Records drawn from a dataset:
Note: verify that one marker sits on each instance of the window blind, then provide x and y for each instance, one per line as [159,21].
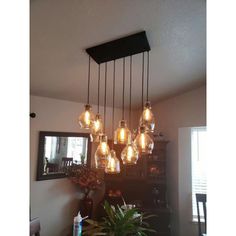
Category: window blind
[199,158]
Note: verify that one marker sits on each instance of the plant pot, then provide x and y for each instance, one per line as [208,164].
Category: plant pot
[86,207]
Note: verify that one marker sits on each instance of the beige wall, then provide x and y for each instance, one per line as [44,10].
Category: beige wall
[55,201]
[185,110]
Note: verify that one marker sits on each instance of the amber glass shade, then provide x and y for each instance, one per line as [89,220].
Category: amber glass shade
[86,118]
[102,153]
[143,141]
[122,134]
[113,164]
[147,118]
[96,129]
[129,155]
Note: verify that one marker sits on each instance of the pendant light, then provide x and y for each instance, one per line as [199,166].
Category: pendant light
[122,134]
[87,117]
[102,153]
[147,118]
[113,164]
[130,155]
[143,141]
[97,126]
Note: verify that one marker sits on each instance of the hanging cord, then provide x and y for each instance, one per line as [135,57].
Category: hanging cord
[147,75]
[130,86]
[113,101]
[98,86]
[142,77]
[88,81]
[123,101]
[105,97]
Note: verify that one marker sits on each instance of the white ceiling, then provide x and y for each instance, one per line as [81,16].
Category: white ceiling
[61,30]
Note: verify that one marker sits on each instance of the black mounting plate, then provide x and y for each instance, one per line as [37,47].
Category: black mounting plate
[119,48]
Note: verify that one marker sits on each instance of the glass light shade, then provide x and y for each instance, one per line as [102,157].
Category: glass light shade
[113,164]
[86,118]
[147,118]
[102,153]
[96,128]
[143,141]
[129,155]
[122,134]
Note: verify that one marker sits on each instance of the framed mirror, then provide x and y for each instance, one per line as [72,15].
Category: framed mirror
[59,150]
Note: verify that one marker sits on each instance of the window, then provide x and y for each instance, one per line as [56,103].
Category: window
[199,163]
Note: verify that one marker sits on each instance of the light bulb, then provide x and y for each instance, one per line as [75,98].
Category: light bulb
[129,155]
[143,141]
[147,118]
[122,134]
[96,128]
[86,118]
[102,153]
[113,164]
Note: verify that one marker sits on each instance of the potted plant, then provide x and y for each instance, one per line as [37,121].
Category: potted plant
[88,180]
[119,221]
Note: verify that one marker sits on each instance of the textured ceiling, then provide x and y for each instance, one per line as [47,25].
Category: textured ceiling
[61,30]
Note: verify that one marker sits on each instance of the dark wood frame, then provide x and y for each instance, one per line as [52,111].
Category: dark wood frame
[40,166]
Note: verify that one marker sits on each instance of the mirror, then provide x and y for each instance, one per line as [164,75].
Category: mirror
[59,150]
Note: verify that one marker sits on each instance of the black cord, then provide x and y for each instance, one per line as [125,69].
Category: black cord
[98,86]
[147,75]
[113,101]
[88,81]
[130,90]
[123,101]
[142,77]
[105,97]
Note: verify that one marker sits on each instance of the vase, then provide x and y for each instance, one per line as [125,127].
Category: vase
[86,207]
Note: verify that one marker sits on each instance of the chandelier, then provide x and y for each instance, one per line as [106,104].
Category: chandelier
[106,158]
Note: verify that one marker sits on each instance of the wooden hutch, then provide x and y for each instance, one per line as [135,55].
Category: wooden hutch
[144,185]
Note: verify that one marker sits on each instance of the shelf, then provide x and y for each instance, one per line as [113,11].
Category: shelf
[156,210]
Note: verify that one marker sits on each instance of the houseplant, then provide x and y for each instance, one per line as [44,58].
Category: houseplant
[119,221]
[88,180]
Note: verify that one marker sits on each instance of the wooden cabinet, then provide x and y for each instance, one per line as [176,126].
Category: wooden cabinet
[144,185]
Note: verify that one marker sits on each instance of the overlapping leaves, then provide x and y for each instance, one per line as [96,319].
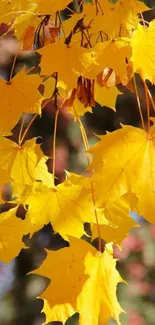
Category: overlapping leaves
[82,62]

**WORK INSTRUCTIONS**
Could the data above be copied out exactly, with no pictures kept?

**ANSWER BOX**
Note: verify that one marker sits on each instance of the window blind, then provide x and y for each instance, one per line as [159,21].
Category: window blind
[199,158]
Note: verify that one marker sits on each instance of the plant pot, then provide x and y for each instance, one per line as [208,164].
Category: plant pot
[86,207]
Note: verify that one marker sits on each instance of the beige wall, then provide x and y for each instance, one per line as [44,10].
Category: beige wall
[55,201]
[185,110]
Note: verify that one marker sits on each instance of the amber glass shade, then provide x and y for each instance, one per line as [89,220].
Category: amber glass shade
[86,118]
[102,153]
[143,141]
[122,134]
[113,164]
[147,118]
[96,129]
[129,155]
Note: verify that one marker sits on each instance of the pendant light, then provide x and y for each instance, one per line as [199,166].
Category: pendant light
[122,134]
[87,117]
[102,153]
[147,118]
[113,164]
[130,155]
[143,141]
[97,126]
Note: verify that one marker sits on each instance of the hanging cord, then provide x and y for each instance, one per line as [135,57].
Category: hanging cord
[147,75]
[130,86]
[113,101]
[98,86]
[142,77]
[88,81]
[123,101]
[105,97]
Note: verify that one marker sits on each instance of the white ceiling, then provide x and y for each instance, one per line as [81,16].
Category: white ceiling
[61,30]
Note: verify that one marker sits on each instance of the black mounting plate, then provide x and y for each instance, one per line as [37,47].
Category: black mounting plate
[119,48]
Note: verify that one marker sits on each instance of the glass light shade, then provide x and y for each instance, one per line as [102,157].
Category: glass light shade
[113,164]
[86,118]
[147,118]
[102,153]
[96,128]
[143,141]
[129,155]
[122,134]
Note: verify that one marker sits on each instance of the framed mirror, then provide x and y for each instance, one per line as [72,15].
Category: framed mirror
[59,150]
Note: verify that one marker sits on each instance of the window, then provide x and y for each instance, one per line as [56,103].
Category: window
[199,163]
Note: verify that one marker sits on each instance of the light bulb, then provide x and y for each instance, one per line as [75,98].
Category: light bulb
[129,155]
[143,141]
[147,118]
[122,134]
[96,128]
[86,118]
[102,153]
[113,164]
Note: verify that one marker sits on each instance of the potted plant, then provide x and y for each instance, one per line as [37,121].
Category: potted plant
[88,180]
[119,221]
Note: verify that one marker sits on each instance of the textured ceiling, then provide x and y for each instance, one per line as [47,25].
Category: textured ceiling
[61,30]
Note: verify that one marker sits on each instance of the dark wood frame, then provide x and y for each instance, one per line as [52,111].
Category: dark wood frame
[40,166]
Note: verify that one marker sits on each instance of the mirror, then provide x and y for each instance, one per line as [164,75].
Category: mirror
[59,150]
Note: verify that one marker sits on each instance of the black cord, then provide x and y for each instance, one per line as [125,69].
Category: black cord
[98,86]
[147,75]
[113,101]
[88,81]
[130,90]
[123,101]
[142,77]
[105,97]
Note: verify that one marker sits on each instance of the vase, then provide x and y for each instance, one per line as [125,127].
Category: vase
[86,207]
Note: verify that one marker sits on each instance of the chandelier, then provide x and y for each instance, one per line as [106,104].
Category: chandelier
[106,158]
Note: verify that one marker sits on each instance of the wooden hutch, then provide x and y for each instance, one per line as [135,55].
Category: wooden hutch
[144,185]
Note: verify that one marker sits on each instance of the shelf, then provide x and y for each instance, one per line as [113,11].
Category: shelf
[156,210]
Note: verify that one marker sits on each instance of the houseplant, then provide x and y for each instance, one per line as [44,58].
Category: houseplant
[119,221]
[88,180]
Note: verify that one marker sits on each instance of the wooden cabinet, then provide x and y for each instance, one per line as [176,126].
Category: wooden cabinet
[144,185]
Note: verify that one marker sits on each instance of the overlapping leaves, then provide x and y for each instance, one per line as [96,319].
Category: overlapping leaves
[82,62]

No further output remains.